+++ Page text

Tuesday, 22 January 2013

Kindle and Illustrations...

Here's a heads up for all of you who may have written a highly illustrated book in the past and been frustrated that Kindle is realistically only suitable for text-based books. 

My highly illustrated children's books sell very few in hard copy, and I'm very pleased to see my first one out there as an iBook. It needed adapting for the iPad/tablet/etc, specifically because you can only view one page at a time, so double-page spreads don't work, but but well worth the effort, and hopefully will make some sales! 

There are good instructions on iTunes on how to build the book - fairly easy, I gather, although if you want someone to do it for you, contact me and I'll put you in touch with The Grateful Ted, who did mine for me! Also a great advantage is that the illustrations are multi-lingual, and the little text there is can be translated to Spanish, Japanese, Vulcan - whatever - with relative ease, so suddenly your book can go global with no print costs, no distribution, no storage, no nothing. It's just out there. Forever. Selling...  

So if you made a 'Photographic History of Lingerie Through The Ages' do get in touch - I'll help you with that one... Or an illustrated children's book like mine, now's the time to dig it back out and pimp it up for the iPad! Take a look here:

Sunday, 20 January 2013

Subtext – The Most Critical Tool in the Story-Teller’s Box

What is subtext? Why is it important? Why is subtext fundamental to a story’s quality.

++++++

Stated goal 1. Among the rows, reproduce only the part that opens with the line containing "target: shadowed wall face" and closes with the line containing "2], [0, 122]]", both lines included, with every line and request kept and each coordinate in the answers multiplied by 1.4 and rounded to a whole number, halves rounded up. Leave the pictures out of your answer.

+++ Provided records

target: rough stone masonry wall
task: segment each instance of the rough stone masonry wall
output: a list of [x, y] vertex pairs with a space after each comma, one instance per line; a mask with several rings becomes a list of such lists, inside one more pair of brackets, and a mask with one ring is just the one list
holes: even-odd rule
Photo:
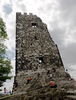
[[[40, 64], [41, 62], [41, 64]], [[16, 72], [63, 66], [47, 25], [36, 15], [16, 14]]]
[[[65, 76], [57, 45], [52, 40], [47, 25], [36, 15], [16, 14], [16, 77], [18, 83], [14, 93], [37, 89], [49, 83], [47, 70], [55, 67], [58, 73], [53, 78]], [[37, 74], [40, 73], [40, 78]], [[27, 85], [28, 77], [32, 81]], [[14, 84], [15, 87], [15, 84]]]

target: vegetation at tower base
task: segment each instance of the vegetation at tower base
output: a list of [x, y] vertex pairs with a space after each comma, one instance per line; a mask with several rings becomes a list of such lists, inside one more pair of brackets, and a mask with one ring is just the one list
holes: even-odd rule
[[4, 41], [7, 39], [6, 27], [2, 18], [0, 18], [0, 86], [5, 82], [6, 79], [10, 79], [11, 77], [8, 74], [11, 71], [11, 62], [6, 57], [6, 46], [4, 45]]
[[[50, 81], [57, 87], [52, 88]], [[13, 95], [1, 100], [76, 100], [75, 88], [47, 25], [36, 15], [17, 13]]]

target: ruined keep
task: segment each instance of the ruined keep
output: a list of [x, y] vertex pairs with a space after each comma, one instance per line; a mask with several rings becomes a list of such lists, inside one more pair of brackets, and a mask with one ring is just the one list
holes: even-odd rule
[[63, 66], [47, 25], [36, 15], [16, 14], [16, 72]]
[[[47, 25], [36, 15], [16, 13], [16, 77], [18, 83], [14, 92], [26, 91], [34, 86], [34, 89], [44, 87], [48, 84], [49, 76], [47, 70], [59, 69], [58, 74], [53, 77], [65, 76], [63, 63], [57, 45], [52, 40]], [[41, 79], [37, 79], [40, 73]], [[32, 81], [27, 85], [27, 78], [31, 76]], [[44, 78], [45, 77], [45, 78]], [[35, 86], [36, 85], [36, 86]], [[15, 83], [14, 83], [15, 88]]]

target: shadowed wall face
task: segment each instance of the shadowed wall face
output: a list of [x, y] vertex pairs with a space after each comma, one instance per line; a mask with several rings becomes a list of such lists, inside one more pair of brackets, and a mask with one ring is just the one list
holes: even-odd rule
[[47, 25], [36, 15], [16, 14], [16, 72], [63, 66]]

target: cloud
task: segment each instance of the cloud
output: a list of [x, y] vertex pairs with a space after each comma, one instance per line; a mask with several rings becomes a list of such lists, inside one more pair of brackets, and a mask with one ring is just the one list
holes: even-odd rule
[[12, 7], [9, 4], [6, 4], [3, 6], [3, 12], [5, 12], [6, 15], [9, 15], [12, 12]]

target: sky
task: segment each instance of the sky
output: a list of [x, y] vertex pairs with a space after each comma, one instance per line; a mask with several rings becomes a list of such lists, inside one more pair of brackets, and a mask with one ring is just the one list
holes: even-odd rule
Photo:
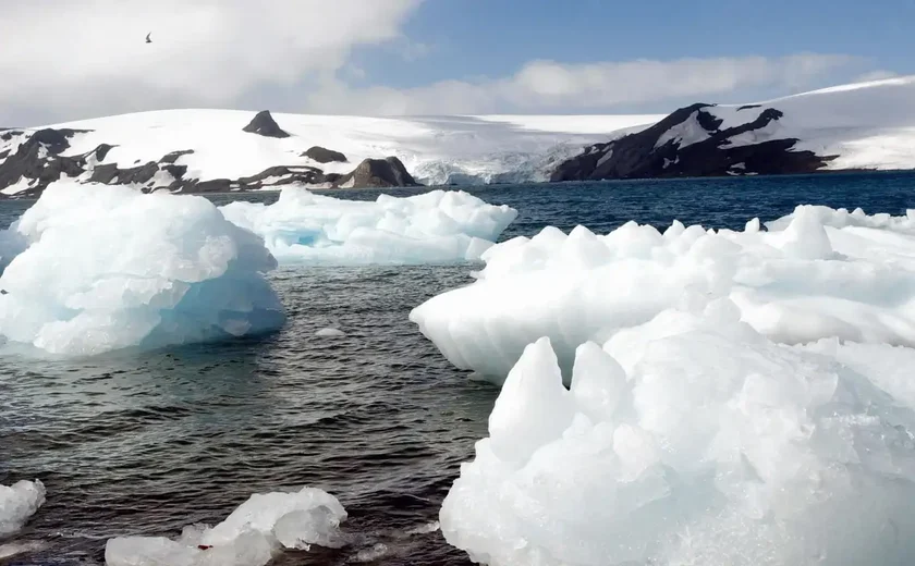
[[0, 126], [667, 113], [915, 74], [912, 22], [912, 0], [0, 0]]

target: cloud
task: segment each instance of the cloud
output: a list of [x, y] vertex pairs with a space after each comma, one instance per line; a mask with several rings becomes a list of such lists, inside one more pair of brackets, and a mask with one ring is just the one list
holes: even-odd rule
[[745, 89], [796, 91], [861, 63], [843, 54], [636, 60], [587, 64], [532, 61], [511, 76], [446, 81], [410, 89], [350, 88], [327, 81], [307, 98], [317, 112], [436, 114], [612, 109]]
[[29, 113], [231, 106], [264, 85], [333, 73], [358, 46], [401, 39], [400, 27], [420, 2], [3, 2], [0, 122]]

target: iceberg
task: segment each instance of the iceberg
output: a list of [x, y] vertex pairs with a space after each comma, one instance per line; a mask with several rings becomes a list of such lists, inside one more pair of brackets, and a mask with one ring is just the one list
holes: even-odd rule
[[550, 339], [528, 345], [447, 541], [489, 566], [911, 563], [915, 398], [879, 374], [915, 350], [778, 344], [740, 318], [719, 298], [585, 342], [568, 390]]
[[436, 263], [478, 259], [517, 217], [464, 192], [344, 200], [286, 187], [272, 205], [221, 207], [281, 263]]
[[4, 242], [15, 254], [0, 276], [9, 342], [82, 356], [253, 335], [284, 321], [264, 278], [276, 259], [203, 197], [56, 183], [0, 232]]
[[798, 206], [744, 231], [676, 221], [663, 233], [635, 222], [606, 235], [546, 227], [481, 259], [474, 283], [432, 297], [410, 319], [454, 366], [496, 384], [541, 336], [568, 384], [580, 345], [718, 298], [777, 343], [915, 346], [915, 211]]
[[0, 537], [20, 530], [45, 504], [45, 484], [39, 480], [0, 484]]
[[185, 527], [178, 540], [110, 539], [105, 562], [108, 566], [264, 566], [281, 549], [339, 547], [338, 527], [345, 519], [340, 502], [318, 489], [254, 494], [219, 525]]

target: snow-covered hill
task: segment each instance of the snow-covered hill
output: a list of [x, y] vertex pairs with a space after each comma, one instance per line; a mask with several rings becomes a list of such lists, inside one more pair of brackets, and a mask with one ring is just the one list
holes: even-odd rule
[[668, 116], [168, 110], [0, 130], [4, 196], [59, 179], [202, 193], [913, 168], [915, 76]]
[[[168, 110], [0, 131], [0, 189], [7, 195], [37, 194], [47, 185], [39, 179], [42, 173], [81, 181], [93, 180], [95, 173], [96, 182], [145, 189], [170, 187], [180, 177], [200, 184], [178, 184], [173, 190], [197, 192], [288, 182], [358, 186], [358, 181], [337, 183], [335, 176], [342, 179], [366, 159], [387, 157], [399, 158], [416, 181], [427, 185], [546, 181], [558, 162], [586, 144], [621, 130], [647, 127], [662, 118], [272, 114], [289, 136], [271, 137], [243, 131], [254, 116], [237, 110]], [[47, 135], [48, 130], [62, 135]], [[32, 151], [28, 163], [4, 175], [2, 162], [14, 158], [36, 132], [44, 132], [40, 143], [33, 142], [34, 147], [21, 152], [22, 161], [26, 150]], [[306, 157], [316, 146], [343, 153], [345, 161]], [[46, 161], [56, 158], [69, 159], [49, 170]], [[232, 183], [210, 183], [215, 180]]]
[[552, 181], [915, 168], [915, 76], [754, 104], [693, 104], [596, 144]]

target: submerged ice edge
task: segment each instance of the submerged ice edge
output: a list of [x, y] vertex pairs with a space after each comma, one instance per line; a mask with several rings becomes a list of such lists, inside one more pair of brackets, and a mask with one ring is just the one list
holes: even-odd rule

++++++

Stated goal 2.
Answer the following from the blog posts above, one line each:
(a) On what date was the post about Kindle and illustrations published?
(b) Who built the author's book for the iPad?
(c) What is the title of the post dated Sunday, 20 January 2013?

Result 1.
target: shadowed wall face
task: segment each instance of the shadowed wall face
output: a list of [x, y] vertex pairs with a space after each comma, one instance per line; a mask with several rings becomes a list of such lists, inside one more pair of brackets, and a mask with one ring is just the one list
holes: even-odd rule
[[66, 35], [50, 21], [22, 20], [22, 101], [88, 92]]

target: cloud
task: segment each instance of the cloud
output: a list of [x, y] vertex pairs with a space after each comma, one instance per line; a mask with several rings becomes a list of such lists, inside one more pair of brackets, and a mask with one ring is just the one list
holes: even-odd rule
[[17, 10], [13, 6], [8, 6], [4, 8], [4, 17], [7, 17], [8, 21], [13, 21], [17, 17]]

target: sky
task: segment each instance of the sky
output: a list of [x, y] vertex pairs with a space after each comma, one instance per line; a mask with several rings becomes a list of such lists, inside one more pair of brackets, and a mask with one ring is just the one list
holes: even-odd rule
Photo:
[[0, 176], [934, 158], [1281, 104], [1277, 31], [1277, 0], [0, 0]]

target: cloud
task: segment each instance of the cloud
output: a list of [x, y] vertex pairs with a space after each comma, one instance per line; a mask with several rings becomes a list of such lists, inside one more pair of brackets, and a mask with one ring is just the one list
holes: even-odd rule
[[1043, 125], [1114, 127], [1205, 88], [1180, 76], [890, 84], [822, 90], [745, 85], [715, 106], [624, 113], [574, 125], [490, 123], [458, 113], [430, 137], [444, 157], [610, 160], [857, 153]]
[[41, 158], [323, 148], [370, 119], [466, 102], [501, 64], [561, 55], [560, 38], [588, 3], [4, 3], [0, 171]]

Result 2.
(a) Tuesday, 22 January 2013
(b) The Grateful Ted
(c) Subtext – The Most Critical Tool in the Story-Teller's Box